- [What the task asks]:
Lay out every line of the data below as a Markdown table with the columns "Row" and "Line", numbering the rows and skipping blank lines. Leave the pictures out of the table.

- [Saved entries]:
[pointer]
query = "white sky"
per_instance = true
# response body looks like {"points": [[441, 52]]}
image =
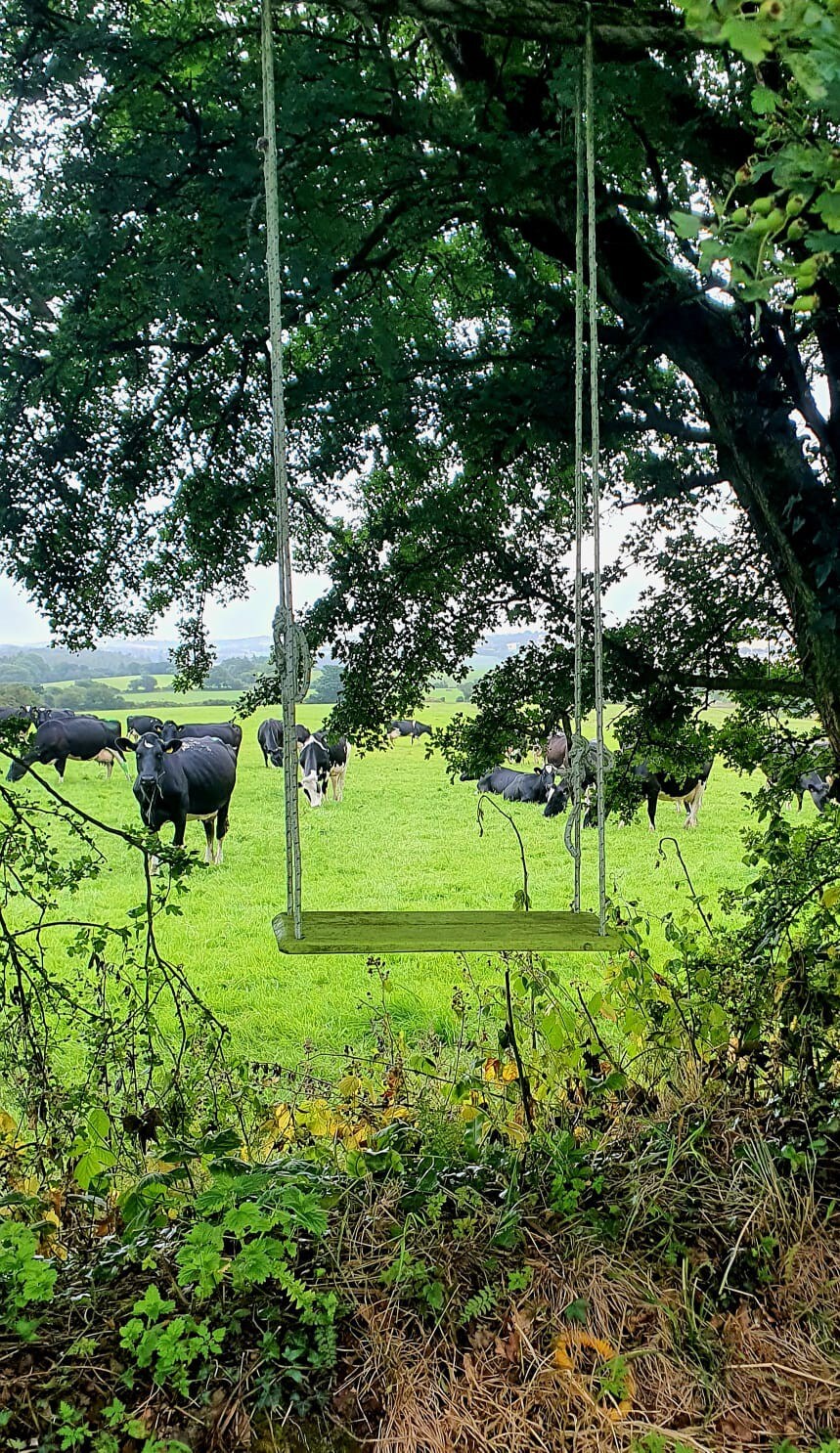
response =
{"points": [[21, 624]]}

- [Solution for this problem]:
| Row | Line |
|---|---|
| 1 | [pointer] |
| 2 | query = "white sky" |
| 3 | per_instance = true |
| 4 | # response body looks like {"points": [[441, 52]]} |
| 5 | image = |
| 6 | response = |
| 7 | {"points": [[21, 624]]} |